» Supplied text
________________________
China’s oil demand drops sharply as Beijing expands zero-Covid policy, OPEC says

OPEC made a sharp U-turn on its forecast for Chinese oil demand, while cutting its projections for global demand in 2022 and 2023.

The cartel now sees Chinese oil demand falling by 60,000 bpd this year after forecasting a 120,000 bpd increase a month ago. Beijing has locked down several provinces to stem a resurgence of the COVID-19 epidemic, which has so far dampened the country’s appetite for oil.

The sudden, negative swing in its forecast for China, the world’s biggest oil importer, coincided with a lower forecast globally.

OPEC cut its demand growth outlook for 2022 by 460,000 bpd to 2.64 million bpd and for 2023 by 360,000 bpd to 2.34 million bpd.

OPEC cited “the extension of China’s zero-count Covid-19 restrictions in some regions, economic challenges in OECD Europe and inflationary pressures in other key economies” as reasons for the lower outlook this year.
________________________
» What the exercise asks
In the article on OPEC's China oil forecast, transcribe the passage from "China’s oil demand" to "lower forecast globally.".

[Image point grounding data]
________________________
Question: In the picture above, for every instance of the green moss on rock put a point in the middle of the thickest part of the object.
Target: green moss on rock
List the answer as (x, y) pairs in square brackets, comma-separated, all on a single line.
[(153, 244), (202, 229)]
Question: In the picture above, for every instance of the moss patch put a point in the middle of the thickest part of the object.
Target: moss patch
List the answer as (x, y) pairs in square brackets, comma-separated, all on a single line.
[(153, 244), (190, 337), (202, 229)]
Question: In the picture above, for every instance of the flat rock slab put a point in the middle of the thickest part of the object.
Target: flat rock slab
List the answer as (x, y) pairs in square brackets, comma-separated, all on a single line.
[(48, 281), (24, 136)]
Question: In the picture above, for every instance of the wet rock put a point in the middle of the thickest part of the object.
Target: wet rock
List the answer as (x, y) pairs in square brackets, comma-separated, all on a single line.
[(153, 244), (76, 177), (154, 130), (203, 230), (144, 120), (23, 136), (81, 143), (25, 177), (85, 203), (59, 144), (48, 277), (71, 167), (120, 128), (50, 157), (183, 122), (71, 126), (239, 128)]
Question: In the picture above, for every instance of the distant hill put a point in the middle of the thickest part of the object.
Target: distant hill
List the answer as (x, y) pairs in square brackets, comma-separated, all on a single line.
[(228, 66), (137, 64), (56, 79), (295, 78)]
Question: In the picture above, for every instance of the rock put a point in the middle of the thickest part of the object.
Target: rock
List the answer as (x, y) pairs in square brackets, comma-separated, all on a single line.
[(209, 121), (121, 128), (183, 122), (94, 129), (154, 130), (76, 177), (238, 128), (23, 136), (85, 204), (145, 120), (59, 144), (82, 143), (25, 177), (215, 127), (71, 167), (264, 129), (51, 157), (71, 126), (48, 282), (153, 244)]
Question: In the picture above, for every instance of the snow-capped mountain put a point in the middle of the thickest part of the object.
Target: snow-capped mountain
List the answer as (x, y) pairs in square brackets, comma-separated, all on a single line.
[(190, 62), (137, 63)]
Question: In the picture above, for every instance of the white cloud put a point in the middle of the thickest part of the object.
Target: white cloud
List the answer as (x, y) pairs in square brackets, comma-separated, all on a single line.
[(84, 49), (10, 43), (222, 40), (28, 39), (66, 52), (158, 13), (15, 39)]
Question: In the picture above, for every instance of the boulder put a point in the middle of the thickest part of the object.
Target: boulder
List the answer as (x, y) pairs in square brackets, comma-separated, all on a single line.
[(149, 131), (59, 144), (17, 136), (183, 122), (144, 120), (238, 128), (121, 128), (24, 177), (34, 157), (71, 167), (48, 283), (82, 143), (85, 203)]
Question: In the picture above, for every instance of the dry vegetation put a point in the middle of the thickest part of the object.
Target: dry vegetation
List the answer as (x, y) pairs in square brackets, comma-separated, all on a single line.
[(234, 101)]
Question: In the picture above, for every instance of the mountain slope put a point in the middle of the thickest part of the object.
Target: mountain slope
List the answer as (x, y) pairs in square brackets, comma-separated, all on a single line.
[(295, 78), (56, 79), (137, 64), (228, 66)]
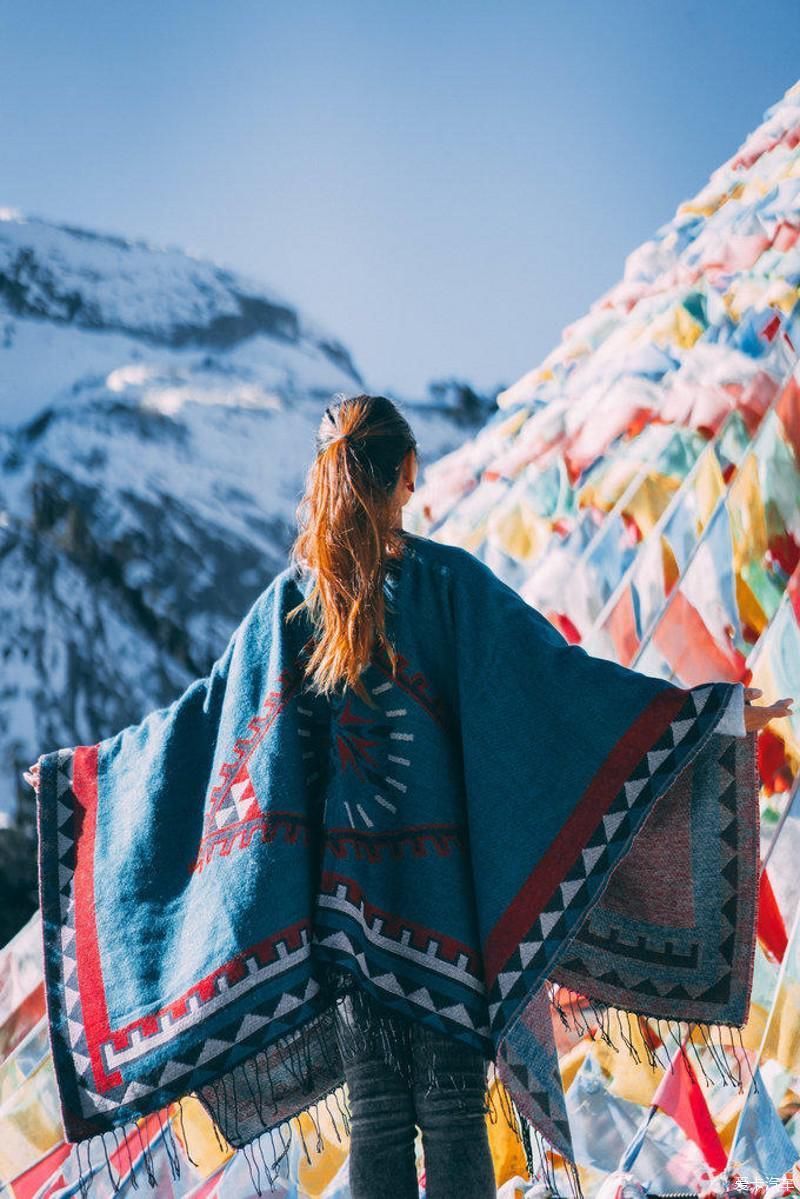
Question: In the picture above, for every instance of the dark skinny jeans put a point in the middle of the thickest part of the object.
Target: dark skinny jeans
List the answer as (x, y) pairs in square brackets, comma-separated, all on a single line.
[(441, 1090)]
________________________
» Output
China’s oil demand drops sharply as Beijing expands zero-Covid policy, OPEC says

OPEC made a sharp U-turn on its forecast for Chinese oil demand, while cutting its projections for global demand in 2022 and 2023.

The cartel now sees Chinese oil demand falling by 60,000 bpd this year after forecasting a 120,000 bpd increase a month ago. Beijing has locked down several provinces to stem a resurgence of the COVID-19 epidemic, which has so far dampened the country’s appetite for oil.

The sudden, negative swing in its forecast for China, the world’s biggest oil importer, coincided with a lower forecast globally.